> [RECORDS SHOWN]
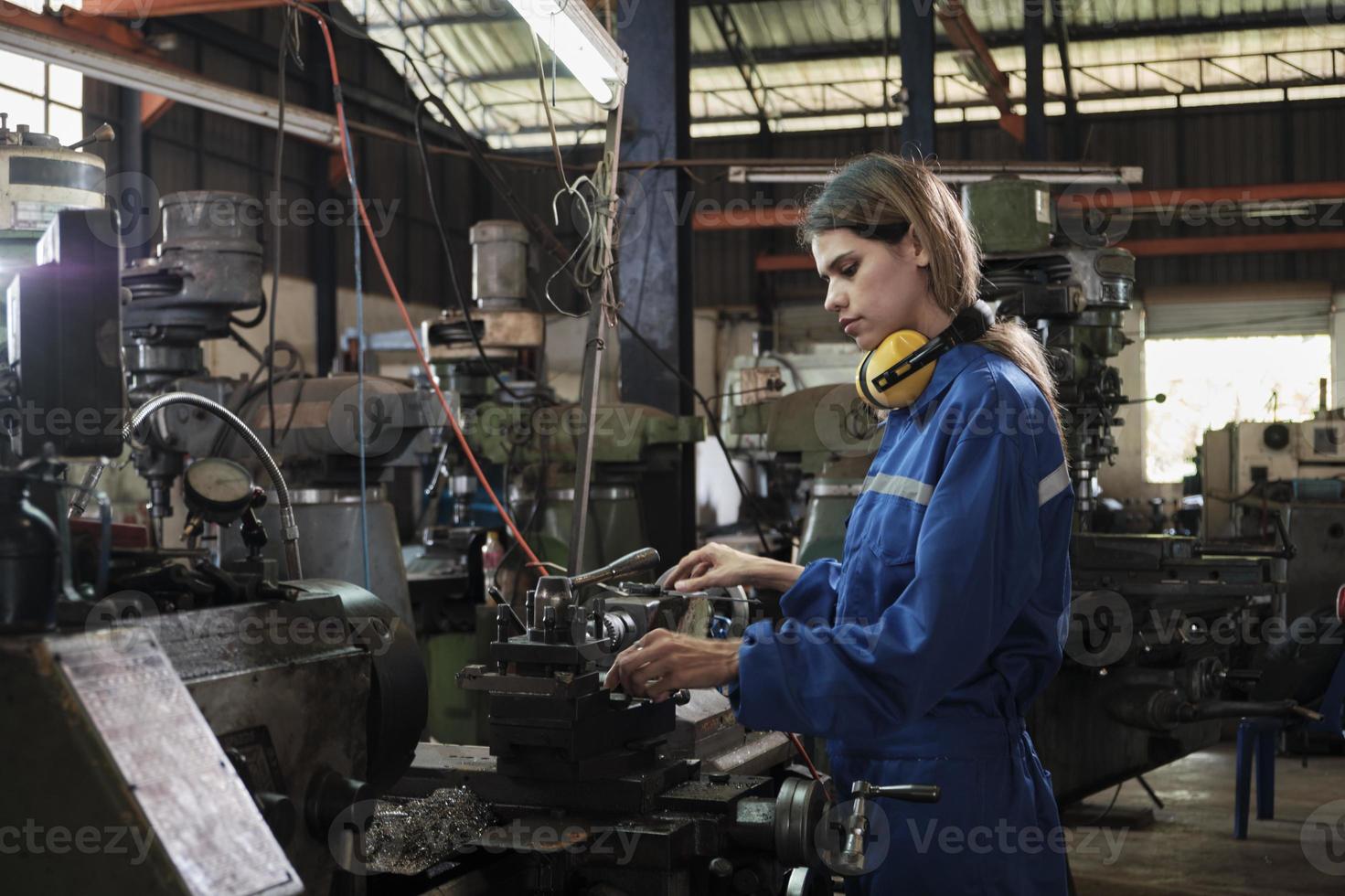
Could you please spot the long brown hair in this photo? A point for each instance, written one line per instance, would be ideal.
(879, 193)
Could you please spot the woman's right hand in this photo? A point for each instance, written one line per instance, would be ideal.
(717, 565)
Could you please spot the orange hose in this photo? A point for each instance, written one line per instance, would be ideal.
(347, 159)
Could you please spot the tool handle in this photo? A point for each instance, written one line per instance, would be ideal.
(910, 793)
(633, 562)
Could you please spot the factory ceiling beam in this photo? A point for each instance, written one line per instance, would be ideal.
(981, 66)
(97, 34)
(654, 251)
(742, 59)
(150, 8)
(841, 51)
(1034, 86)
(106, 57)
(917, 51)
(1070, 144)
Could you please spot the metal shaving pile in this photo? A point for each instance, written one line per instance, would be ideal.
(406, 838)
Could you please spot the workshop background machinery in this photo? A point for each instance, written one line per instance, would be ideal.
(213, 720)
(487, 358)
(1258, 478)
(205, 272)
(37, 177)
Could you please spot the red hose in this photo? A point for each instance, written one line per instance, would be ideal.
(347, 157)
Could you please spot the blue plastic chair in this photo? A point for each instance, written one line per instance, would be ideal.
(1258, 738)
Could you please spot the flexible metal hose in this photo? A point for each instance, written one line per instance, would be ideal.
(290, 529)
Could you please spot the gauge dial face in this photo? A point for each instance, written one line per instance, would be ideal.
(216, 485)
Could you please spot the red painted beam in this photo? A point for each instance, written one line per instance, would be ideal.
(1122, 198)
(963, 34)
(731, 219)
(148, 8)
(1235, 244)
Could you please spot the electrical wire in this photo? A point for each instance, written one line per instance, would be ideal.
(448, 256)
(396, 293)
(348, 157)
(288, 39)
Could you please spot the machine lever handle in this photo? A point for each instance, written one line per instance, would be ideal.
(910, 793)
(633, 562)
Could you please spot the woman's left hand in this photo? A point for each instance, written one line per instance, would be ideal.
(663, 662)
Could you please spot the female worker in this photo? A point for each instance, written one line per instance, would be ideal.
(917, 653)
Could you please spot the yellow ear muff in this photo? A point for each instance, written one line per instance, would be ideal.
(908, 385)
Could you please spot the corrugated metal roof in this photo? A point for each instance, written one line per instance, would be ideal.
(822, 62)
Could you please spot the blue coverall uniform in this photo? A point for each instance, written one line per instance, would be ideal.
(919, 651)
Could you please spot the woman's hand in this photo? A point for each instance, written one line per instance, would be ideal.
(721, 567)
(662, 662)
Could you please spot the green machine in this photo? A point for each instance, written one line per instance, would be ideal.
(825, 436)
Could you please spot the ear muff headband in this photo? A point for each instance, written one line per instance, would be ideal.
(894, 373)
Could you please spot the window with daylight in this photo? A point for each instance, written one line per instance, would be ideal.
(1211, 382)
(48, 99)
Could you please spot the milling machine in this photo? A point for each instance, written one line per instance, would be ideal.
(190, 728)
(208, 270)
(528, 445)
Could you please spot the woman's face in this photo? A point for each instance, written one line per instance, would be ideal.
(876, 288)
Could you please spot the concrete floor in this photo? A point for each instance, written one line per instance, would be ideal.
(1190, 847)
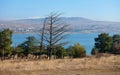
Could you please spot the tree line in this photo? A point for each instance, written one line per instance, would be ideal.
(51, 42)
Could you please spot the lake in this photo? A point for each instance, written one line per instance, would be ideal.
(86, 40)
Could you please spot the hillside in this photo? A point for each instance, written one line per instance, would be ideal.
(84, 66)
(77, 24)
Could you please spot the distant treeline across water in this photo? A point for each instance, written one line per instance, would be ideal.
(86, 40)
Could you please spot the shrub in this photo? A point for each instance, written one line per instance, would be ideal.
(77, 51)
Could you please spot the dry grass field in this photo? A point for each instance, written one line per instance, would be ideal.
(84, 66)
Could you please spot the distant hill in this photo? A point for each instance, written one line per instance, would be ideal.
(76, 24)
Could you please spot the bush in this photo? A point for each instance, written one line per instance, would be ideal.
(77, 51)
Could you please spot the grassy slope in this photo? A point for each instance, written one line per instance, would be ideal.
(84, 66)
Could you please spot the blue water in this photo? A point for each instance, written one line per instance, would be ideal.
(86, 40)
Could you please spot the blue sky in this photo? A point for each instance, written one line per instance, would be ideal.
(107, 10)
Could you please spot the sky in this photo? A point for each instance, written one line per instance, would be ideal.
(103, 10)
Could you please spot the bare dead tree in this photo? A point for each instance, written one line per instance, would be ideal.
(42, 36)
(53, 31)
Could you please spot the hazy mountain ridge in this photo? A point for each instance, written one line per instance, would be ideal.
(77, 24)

> [TRY IT] Your reply should hold every line of the material, unaltered, and not one picture.

> [TASK RESPONSE]
Could you please spot the long brown hair in this photo? A point for each instance, written one line per instance, would be ideal.
(879, 193)
Could you please spot the woman's right hand in this photo? A point for each instance, written one line per instance, would be ideal.
(717, 565)
Could you please spot the orange hose in this photo? A point for each instance, written one line per instance, would be ideal.
(347, 159)
Could you please spot the tool handle in this photo? A point for each instance, written one line per instance, would be ideal.
(910, 793)
(633, 562)
Could you please spot the factory ceiling beam in this photo? A point for each instance, written one line per instance, would be ideal.
(981, 66)
(97, 34)
(654, 251)
(742, 59)
(150, 8)
(841, 51)
(1034, 86)
(106, 57)
(917, 51)
(1070, 144)
Could you please spot the metal shaving pile in this photo? A point for each instance, written one line per instance, would be ideal.
(406, 838)
Could you please spot the workshop background machinery in this photo? A point for each instance, written one line per instance, would be ideal.
(213, 720)
(487, 358)
(1258, 478)
(205, 272)
(37, 177)
Could you please spot the red hose in this photo? A point for each instance, written one line per instance, would be ideal.
(347, 157)
Could you please spot the blue plastic chair in this photo? A point for each instance, written one line per instance, would be ideal.
(1258, 738)
Could you please spot the flexible metal hose in this photo? A point for each instance, written one line per instance, would be ideal.
(290, 529)
Could you please spot the gauge dial face in this photo? A point for each instance, written one line per instance, would be ideal.
(216, 485)
Could you please spot the red painted beam in this photo? A point for each instance, written one line per instance, would be ideal.
(1122, 198)
(963, 34)
(731, 219)
(148, 8)
(1235, 244)
Could you please spot the electrical wire in this photo? A point for each instance, written one line per instance, would be ideal.
(448, 256)
(396, 293)
(348, 157)
(288, 39)
Could you please spot the machine lever handle in this photo? A point for each instance, written one line per instance, would be ideal.
(910, 793)
(633, 562)
Could you please spot the woman's left hand in this photo? A point for each instance, written one line per instance, would be ideal.
(663, 662)
Could you please spot the female worker in this photo? A point for each instance, written one line per instance, would be ideal.
(917, 653)
Could you please spot the yellow ear muff in this photo? A point for each instance, written one line per instance, would be ideal.
(908, 385)
Could you please spot the corrugated metal roof in this photo? A point for each instance, written one line per instance, would be ideal.
(822, 62)
Could you please spot the blue coverall uniform in this photo? A point for each instance, written one line per instance, would be ideal.
(919, 651)
Could you please spot the woman's hand in this photo? A point for each instance, written one line per instance, would be ideal.
(721, 567)
(662, 662)
Could you please spot the green machine in this photo? A point for each instance, written one line per instance, would be ideal.
(825, 436)
Could you please spot the ear muff headband in this photo? A point for each instance, written one line per instance, would be ideal.
(894, 373)
Could you please spot the window with daylight in this photo? A point for each instance, written one line per instance, would be ideal.
(1211, 382)
(48, 99)
Could you please spot the milling machine in this photo? A point for each instance, written one line per instance, would be ideal.
(190, 728)
(208, 270)
(528, 445)
Could you please spot the woman's face in this photo? A point for each instance, written one line per instance, would be ideal.
(876, 288)
Could you please spot the concrete floor in this photo? A point for each instance, written one line per instance, would be ideal.
(1190, 847)
Could you please spot the tree line in this photo? A point for each instance, written one line per instance, would be ideal.
(51, 42)
Could you please spot the lake in this photo? A point for each instance, written one line per instance, would be ideal.
(86, 40)
Could you please spot the hillside in this photo? A point for each instance, written one line per instance, would be ideal.
(84, 66)
(77, 24)
Could you please spot the distant treeline across water in this photo? A point for each instance, written one line per instance, would be ideal.
(86, 40)
Could you please spot the shrub in this photo? A point for each instance, written one line per instance, would be ideal.
(77, 51)
Could you please spot the dry grass field in this photo? A point for each instance, written one line per instance, would be ideal.
(84, 66)
Could you please spot the distant hill in this photo? A point for each instance, written one line per instance, would be ideal.
(76, 24)
Could you please spot the bush in this photo? A point for each instance, written one line per instance, would be ideal.
(77, 51)
Could you please spot the grassy slope in this photo? A point for each instance, written one line per instance, would be ideal.
(84, 66)
Could you please spot the blue water in this photo? A point for each instance, written one line per instance, would be ideal.
(86, 40)
Could you please spot the blue sky in this photo? A point for each instance, written one line per instance, would be ideal.
(107, 10)
Could you please spot the sky in this photo? A point for each instance, written one line per instance, would be ideal.
(103, 10)
Could you please spot the bare dead tree in this photo? A point for each instance, written one line per instance, would be ideal.
(42, 36)
(53, 31)
Could you please spot the hazy mountain ridge in this photo? A point for each instance, written one line per instance, would be ideal.
(77, 24)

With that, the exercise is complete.